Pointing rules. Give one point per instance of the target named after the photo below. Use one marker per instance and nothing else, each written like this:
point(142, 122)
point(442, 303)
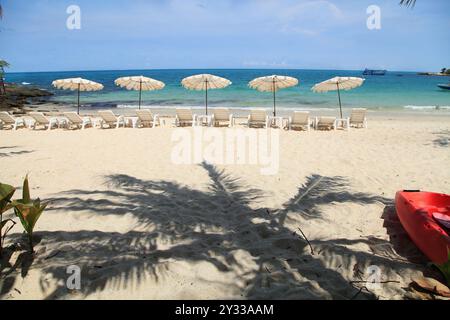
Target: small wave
point(412, 107)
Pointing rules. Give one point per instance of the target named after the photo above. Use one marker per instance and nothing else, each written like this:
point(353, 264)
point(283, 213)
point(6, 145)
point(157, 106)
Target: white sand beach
point(141, 227)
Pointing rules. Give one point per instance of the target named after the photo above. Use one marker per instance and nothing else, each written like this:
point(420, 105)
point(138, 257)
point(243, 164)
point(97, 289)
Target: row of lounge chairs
point(184, 117)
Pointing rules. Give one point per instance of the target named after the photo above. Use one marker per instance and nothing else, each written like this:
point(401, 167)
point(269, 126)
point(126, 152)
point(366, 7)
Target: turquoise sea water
point(401, 90)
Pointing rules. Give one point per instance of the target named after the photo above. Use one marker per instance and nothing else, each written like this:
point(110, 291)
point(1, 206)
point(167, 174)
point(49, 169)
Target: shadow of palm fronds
point(176, 223)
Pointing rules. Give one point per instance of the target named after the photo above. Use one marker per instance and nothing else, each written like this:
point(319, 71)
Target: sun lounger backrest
point(221, 114)
point(358, 115)
point(73, 117)
point(108, 115)
point(39, 117)
point(184, 114)
point(300, 117)
point(6, 117)
point(145, 115)
point(258, 115)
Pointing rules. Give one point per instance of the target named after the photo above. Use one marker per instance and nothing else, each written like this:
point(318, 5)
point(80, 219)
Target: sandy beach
point(141, 227)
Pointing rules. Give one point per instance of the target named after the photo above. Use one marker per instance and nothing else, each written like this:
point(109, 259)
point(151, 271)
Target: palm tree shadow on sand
point(213, 226)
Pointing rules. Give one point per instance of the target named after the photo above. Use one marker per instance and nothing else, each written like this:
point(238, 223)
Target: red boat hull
point(415, 210)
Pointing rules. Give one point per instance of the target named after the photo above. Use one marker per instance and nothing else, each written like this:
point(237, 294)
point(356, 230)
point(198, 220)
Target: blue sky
point(170, 34)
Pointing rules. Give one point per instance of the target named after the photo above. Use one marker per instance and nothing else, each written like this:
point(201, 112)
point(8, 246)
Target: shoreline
point(58, 108)
point(142, 227)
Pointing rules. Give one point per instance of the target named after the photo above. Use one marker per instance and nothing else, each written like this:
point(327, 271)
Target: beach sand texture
point(141, 227)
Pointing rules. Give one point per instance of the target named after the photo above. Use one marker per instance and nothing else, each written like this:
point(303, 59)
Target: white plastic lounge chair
point(146, 119)
point(184, 116)
point(110, 119)
point(41, 120)
point(258, 118)
point(326, 123)
point(358, 118)
point(222, 115)
point(300, 119)
point(7, 120)
point(75, 120)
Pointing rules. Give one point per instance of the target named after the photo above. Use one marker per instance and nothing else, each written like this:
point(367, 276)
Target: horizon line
point(174, 69)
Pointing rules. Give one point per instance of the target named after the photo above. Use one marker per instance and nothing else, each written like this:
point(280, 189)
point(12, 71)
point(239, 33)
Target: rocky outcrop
point(17, 96)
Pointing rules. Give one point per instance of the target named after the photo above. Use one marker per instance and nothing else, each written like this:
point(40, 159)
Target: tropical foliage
point(445, 268)
point(6, 193)
point(28, 211)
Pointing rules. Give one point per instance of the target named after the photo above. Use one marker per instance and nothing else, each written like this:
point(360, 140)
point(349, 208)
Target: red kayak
point(426, 218)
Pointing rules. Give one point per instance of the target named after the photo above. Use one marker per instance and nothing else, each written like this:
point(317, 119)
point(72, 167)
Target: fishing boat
point(444, 86)
point(426, 218)
point(370, 72)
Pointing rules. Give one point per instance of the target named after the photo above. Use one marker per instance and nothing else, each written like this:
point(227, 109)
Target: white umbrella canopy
point(273, 84)
point(205, 82)
point(140, 83)
point(338, 83)
point(78, 84)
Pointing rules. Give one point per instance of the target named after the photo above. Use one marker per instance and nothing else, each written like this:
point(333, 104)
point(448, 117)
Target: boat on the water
point(426, 218)
point(370, 72)
point(444, 86)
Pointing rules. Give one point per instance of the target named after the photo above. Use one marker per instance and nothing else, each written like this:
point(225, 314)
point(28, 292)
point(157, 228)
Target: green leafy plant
point(445, 268)
point(6, 193)
point(28, 211)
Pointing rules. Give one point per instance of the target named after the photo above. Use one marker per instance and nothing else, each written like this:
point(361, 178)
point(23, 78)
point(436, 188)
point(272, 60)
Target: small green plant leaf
point(26, 190)
point(445, 268)
point(6, 193)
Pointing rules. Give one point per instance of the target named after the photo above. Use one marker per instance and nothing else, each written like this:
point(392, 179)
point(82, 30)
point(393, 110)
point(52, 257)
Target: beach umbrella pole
point(339, 96)
point(140, 94)
point(78, 111)
point(206, 97)
point(274, 99)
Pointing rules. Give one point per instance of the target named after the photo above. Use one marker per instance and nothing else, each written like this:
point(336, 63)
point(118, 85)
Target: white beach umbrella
point(140, 83)
point(338, 83)
point(205, 82)
point(273, 84)
point(78, 84)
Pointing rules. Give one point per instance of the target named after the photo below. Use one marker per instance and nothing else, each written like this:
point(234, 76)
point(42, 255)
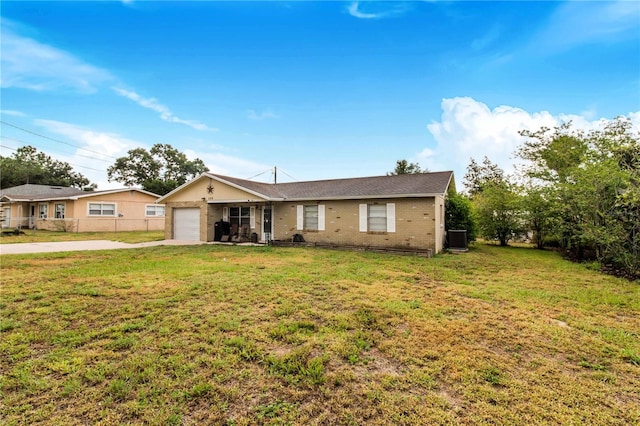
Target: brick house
point(402, 211)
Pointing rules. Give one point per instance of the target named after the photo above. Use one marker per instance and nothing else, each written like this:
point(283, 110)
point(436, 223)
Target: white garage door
point(186, 224)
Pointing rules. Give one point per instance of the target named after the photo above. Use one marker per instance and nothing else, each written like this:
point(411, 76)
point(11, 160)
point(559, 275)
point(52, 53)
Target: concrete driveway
point(24, 248)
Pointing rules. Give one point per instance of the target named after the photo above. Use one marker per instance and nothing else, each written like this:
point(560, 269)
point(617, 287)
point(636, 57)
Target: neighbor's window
point(102, 209)
point(59, 211)
point(311, 218)
point(43, 211)
point(377, 218)
point(155, 210)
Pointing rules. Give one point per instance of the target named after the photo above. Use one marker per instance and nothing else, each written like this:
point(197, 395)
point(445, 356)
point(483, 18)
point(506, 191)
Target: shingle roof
point(420, 184)
point(33, 192)
point(39, 192)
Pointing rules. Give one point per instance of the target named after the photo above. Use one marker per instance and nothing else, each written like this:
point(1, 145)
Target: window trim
point(55, 210)
point(365, 218)
point(155, 207)
point(43, 213)
point(301, 218)
point(102, 204)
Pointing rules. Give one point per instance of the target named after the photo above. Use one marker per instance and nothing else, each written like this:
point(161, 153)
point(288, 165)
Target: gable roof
point(33, 192)
point(405, 185)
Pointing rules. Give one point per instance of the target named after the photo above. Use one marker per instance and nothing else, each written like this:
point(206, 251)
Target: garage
point(186, 224)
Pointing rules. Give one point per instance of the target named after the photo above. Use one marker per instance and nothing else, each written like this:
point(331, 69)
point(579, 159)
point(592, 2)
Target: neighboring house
point(58, 208)
point(401, 211)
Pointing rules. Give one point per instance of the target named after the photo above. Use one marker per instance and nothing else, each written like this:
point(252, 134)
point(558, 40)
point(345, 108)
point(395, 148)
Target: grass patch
point(42, 236)
point(261, 335)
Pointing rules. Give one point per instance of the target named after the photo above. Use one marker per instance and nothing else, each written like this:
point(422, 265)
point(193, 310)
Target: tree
point(538, 214)
point(479, 176)
point(591, 181)
point(499, 211)
point(159, 170)
point(403, 167)
point(459, 215)
point(28, 165)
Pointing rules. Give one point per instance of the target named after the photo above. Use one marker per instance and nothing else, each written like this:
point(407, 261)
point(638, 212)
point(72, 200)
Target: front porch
point(240, 222)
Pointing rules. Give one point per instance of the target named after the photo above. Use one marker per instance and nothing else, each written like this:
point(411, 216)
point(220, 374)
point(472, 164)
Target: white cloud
point(164, 111)
point(228, 165)
point(95, 151)
point(99, 150)
point(253, 115)
point(377, 10)
point(29, 64)
point(470, 129)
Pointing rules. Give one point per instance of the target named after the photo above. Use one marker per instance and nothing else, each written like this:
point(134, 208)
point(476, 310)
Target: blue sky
point(321, 90)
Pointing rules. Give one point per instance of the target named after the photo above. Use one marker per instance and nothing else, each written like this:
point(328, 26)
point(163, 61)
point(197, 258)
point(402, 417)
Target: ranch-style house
point(400, 211)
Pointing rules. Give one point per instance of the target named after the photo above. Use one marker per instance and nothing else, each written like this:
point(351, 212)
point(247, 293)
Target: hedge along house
point(401, 211)
point(59, 208)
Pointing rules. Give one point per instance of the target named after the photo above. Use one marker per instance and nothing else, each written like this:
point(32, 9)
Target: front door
point(267, 230)
point(7, 217)
point(32, 216)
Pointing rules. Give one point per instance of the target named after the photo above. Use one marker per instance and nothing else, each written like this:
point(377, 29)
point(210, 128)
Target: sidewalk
point(24, 248)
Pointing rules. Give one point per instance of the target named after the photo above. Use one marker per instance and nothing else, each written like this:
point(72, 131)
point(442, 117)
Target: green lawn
point(262, 335)
point(40, 236)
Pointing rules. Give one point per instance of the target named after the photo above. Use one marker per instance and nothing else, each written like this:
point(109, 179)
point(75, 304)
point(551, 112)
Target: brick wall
point(415, 224)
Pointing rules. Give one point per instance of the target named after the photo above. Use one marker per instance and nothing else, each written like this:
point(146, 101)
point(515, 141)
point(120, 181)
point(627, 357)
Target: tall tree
point(403, 167)
point(499, 211)
point(459, 215)
point(159, 170)
point(480, 175)
point(28, 165)
point(591, 180)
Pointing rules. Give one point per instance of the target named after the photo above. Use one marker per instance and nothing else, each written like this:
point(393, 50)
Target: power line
point(32, 144)
point(74, 165)
point(56, 140)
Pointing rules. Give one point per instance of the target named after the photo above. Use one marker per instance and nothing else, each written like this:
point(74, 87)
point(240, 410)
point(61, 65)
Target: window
point(102, 209)
point(43, 211)
point(310, 218)
point(59, 211)
point(378, 217)
point(155, 210)
point(240, 216)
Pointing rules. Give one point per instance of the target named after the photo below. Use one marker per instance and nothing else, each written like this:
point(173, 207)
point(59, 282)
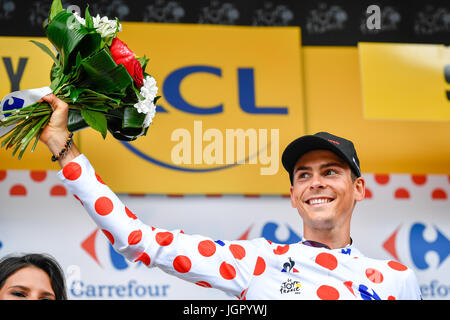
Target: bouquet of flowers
point(101, 79)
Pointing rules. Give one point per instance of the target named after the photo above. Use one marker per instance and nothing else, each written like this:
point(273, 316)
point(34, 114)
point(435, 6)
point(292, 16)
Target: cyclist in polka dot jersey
point(326, 183)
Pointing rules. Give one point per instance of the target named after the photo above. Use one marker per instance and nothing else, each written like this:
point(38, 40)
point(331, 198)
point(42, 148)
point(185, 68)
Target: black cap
point(320, 141)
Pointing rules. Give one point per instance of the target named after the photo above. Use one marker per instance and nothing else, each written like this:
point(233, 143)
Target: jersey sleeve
point(224, 265)
point(410, 289)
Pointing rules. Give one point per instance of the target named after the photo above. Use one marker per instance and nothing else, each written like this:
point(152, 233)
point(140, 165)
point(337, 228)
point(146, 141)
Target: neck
point(332, 239)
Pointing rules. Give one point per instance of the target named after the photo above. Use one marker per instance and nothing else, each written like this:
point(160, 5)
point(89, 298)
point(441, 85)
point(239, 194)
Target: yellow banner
point(231, 101)
point(405, 81)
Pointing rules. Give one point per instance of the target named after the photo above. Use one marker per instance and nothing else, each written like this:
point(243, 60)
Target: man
point(326, 183)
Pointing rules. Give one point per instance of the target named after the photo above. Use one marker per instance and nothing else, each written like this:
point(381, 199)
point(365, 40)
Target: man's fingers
point(55, 102)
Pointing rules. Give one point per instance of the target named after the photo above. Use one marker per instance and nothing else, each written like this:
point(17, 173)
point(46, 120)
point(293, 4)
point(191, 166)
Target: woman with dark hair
point(31, 277)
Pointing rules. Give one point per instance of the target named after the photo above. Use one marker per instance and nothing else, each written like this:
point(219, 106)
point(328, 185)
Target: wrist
point(57, 142)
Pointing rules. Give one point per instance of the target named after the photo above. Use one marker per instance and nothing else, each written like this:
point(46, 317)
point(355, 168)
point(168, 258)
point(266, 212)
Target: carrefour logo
point(117, 261)
point(419, 246)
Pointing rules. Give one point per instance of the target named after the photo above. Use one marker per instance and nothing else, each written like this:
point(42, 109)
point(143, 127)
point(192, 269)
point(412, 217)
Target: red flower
point(123, 55)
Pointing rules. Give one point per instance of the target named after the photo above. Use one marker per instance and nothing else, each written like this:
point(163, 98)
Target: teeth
point(319, 201)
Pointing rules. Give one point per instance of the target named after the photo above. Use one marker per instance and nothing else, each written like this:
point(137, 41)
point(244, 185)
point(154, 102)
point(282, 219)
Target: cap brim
point(302, 145)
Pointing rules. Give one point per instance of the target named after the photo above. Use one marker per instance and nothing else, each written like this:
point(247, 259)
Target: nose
point(317, 182)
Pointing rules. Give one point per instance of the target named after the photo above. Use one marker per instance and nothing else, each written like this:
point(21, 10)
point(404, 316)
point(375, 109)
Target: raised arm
point(56, 133)
point(224, 265)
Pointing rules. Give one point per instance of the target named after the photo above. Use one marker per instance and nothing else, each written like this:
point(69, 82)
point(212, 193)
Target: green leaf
point(96, 120)
point(143, 61)
point(32, 133)
point(46, 50)
point(104, 75)
point(55, 9)
point(88, 19)
point(132, 118)
point(70, 38)
point(75, 121)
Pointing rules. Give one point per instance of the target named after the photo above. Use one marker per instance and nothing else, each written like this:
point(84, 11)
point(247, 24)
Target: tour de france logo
point(290, 286)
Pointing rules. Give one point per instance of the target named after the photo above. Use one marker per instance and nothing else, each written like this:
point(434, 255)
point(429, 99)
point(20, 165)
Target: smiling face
point(28, 283)
point(324, 194)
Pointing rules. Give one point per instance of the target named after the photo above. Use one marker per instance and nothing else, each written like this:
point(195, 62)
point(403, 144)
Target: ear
point(360, 188)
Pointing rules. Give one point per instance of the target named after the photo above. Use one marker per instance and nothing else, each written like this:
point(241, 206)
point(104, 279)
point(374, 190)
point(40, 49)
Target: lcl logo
point(245, 84)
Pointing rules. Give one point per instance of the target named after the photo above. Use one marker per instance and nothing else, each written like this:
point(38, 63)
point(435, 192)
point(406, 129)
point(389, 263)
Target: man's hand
point(55, 134)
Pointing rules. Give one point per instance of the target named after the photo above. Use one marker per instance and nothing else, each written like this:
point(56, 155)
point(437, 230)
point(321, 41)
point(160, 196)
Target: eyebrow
point(45, 293)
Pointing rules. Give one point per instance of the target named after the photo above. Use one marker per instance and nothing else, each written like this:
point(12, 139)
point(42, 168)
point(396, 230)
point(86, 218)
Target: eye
point(19, 294)
point(303, 175)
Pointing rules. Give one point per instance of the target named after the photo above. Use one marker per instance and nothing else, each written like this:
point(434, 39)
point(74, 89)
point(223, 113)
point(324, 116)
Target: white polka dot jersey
point(246, 269)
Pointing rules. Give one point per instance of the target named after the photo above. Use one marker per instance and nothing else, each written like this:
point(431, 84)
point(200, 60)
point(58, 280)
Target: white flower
point(107, 28)
point(79, 19)
point(146, 106)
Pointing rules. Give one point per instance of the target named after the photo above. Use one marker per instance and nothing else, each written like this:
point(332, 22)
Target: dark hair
point(10, 264)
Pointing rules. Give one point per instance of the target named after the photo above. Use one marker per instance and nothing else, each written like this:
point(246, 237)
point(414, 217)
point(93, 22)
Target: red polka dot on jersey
point(38, 176)
point(164, 238)
point(18, 190)
point(281, 249)
point(419, 179)
point(397, 265)
point(368, 194)
point(130, 214)
point(203, 284)
point(134, 237)
point(227, 271)
point(99, 179)
point(76, 197)
point(109, 236)
point(243, 294)
point(401, 193)
point(327, 293)
point(237, 251)
point(260, 267)
point(374, 275)
point(103, 206)
point(349, 285)
point(144, 258)
point(326, 260)
point(58, 191)
point(438, 194)
point(382, 179)
point(206, 248)
point(182, 264)
point(72, 171)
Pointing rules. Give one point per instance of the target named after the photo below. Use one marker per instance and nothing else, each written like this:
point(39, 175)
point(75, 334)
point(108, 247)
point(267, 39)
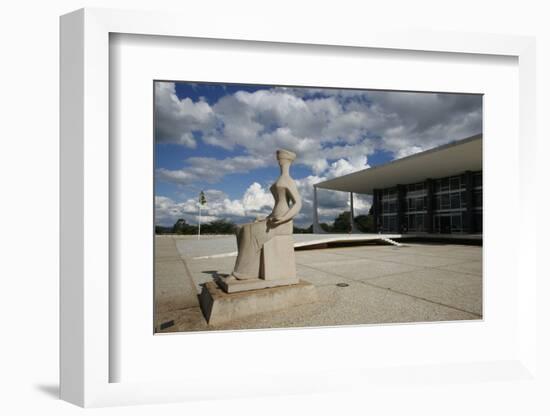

══════════

◆ **INSTRUCTIONS TO FOLLOW**: Reproduce word for word the part of the listing that runs from its very first line through the line containing "point(412, 107)", including both ends. Leave the pictures out.

◆ **THE REPLY**:
Pointing rules. Give one point per instance of the target named after the photo below. Use one marker per instance and nothing else, each written like this:
point(142, 122)
point(442, 303)
Target: small wave
point(412, 107)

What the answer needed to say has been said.